Recorded data:
┌──

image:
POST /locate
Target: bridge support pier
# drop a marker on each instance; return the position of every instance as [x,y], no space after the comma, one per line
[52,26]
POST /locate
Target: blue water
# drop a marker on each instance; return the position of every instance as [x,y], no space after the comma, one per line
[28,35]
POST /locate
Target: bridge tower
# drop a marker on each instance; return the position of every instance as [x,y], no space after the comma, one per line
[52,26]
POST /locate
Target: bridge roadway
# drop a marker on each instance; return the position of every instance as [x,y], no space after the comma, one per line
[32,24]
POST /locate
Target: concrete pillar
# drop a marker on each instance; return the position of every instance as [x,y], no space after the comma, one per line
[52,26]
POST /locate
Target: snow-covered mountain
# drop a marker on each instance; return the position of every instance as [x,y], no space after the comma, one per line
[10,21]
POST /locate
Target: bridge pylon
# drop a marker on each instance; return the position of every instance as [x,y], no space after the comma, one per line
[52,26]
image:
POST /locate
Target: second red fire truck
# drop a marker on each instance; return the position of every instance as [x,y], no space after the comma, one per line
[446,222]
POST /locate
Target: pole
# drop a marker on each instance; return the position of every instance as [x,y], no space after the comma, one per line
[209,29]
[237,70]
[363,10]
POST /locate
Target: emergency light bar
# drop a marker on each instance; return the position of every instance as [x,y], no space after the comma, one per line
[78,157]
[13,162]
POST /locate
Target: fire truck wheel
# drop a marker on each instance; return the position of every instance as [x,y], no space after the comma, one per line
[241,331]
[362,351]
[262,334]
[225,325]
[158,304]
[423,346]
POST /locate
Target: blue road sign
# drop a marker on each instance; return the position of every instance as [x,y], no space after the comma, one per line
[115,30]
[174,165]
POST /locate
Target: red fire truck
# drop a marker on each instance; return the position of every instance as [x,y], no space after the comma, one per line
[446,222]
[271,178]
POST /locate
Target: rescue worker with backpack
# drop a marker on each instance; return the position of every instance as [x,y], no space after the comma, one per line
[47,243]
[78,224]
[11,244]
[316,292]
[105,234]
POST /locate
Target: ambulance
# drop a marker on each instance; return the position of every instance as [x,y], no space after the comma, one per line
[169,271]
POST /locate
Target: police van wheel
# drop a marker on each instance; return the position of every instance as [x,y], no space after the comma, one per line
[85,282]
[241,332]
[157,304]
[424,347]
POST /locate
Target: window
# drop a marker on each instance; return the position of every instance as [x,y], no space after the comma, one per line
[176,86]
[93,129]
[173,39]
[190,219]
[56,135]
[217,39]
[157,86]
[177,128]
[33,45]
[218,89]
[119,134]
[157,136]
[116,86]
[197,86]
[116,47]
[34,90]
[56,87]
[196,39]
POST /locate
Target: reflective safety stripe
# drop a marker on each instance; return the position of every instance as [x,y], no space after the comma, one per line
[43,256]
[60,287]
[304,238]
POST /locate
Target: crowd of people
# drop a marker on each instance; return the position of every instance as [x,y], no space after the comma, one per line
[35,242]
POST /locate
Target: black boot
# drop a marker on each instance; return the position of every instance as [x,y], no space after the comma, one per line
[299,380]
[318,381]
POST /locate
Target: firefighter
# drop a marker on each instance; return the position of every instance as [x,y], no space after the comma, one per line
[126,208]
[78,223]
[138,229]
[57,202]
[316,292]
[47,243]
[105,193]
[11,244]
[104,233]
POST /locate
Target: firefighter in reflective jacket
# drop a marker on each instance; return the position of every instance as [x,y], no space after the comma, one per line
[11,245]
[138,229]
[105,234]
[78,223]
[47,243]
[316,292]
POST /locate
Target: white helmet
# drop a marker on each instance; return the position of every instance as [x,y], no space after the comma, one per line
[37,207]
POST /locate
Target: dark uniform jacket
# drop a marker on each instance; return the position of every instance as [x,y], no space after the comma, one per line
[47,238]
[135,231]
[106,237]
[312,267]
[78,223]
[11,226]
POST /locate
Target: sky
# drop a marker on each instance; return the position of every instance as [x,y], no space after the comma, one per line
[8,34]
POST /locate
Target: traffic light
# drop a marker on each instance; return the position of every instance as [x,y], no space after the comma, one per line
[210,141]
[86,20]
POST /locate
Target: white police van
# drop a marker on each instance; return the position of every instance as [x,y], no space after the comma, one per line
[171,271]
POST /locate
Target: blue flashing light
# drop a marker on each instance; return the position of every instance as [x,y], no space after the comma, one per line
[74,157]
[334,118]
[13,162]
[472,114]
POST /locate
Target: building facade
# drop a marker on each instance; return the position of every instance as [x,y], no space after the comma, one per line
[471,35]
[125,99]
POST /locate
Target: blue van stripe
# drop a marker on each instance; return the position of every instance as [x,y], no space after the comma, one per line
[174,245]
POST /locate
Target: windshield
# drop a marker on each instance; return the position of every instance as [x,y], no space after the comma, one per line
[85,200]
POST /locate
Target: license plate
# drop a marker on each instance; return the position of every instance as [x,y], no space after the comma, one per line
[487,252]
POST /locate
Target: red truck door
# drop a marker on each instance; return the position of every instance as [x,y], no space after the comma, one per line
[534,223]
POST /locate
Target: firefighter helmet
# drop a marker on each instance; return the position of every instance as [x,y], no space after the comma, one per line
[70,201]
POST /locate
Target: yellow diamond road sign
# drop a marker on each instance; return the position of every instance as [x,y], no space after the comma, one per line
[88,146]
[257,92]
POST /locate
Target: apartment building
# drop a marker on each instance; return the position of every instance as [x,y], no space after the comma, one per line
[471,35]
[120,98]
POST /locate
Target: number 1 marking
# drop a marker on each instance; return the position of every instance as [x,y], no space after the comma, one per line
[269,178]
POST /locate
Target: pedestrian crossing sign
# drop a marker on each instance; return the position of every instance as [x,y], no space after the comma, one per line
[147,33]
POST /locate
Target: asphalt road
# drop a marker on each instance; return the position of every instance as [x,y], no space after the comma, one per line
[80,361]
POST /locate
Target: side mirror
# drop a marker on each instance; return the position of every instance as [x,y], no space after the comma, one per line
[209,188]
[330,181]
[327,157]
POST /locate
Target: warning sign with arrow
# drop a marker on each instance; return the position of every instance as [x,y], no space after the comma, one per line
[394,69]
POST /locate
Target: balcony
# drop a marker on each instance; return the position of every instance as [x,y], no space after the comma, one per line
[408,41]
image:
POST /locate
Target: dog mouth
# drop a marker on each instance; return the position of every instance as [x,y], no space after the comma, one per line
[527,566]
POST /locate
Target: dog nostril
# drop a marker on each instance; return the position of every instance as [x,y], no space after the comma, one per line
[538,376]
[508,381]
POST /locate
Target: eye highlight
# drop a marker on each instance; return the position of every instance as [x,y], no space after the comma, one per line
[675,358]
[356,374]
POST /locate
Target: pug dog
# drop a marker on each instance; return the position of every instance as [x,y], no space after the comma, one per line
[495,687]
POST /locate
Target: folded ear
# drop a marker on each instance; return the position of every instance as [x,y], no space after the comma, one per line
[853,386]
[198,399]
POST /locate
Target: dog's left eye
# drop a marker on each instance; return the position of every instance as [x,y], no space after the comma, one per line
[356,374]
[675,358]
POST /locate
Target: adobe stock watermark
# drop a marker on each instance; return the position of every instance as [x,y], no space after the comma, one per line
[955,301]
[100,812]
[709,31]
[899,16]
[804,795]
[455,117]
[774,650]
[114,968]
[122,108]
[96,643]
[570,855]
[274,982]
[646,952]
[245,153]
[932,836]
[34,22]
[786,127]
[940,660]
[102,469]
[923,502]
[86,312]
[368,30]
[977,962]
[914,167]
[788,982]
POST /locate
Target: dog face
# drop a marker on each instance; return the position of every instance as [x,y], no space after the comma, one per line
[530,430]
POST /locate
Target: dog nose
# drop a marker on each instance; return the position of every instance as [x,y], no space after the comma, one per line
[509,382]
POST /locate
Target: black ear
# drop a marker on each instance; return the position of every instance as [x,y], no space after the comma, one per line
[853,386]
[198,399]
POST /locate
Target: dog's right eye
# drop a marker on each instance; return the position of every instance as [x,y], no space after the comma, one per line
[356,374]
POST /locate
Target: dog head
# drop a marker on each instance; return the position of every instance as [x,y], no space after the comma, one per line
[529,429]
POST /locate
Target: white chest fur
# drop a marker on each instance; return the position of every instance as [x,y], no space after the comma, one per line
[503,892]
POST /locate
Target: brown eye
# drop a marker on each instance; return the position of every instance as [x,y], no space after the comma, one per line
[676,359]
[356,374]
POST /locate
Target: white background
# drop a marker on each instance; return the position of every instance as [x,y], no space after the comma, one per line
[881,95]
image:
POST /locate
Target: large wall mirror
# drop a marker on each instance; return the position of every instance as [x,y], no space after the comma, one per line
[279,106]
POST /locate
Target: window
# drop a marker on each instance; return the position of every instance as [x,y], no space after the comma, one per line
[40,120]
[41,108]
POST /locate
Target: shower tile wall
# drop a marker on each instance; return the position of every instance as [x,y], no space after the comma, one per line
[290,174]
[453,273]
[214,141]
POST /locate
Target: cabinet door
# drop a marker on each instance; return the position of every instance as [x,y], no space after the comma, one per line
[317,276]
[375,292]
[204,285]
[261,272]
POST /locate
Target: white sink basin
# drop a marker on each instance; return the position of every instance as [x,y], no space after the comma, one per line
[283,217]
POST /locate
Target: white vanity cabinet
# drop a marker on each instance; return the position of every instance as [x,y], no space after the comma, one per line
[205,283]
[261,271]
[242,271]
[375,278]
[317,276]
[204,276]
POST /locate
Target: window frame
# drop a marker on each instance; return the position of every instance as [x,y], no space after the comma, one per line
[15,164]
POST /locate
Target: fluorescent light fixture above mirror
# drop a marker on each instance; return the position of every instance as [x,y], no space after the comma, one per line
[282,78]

└──

**What to do**
Look above for the line with "Target: building facade" and the line with "Target: red truck door"; transcribe both and all lines in between, exactly, and nothing else.

**Finished exercise**
Target: building facade
# drop a marker on each instance; return the position of every instance as [x,y], no space after the comma, one per line
[471,35]
[125,99]
POST /locate
Target: blue van stripe
# drop a marker on each instance; return the position of every instance as [x,y], no space after the comma, one per line
[174,245]
POST /locate
Target: windshield
# drop a marker on each instance; return the position of every instance as [x,y], no space after the comma, one per line
[85,200]
POST /locate
Target: license plate
# drop a marker on each instance; return the position of every instance as [x,y], no space after the comma, one per line
[487,252]
POST /locate
Target: red truck door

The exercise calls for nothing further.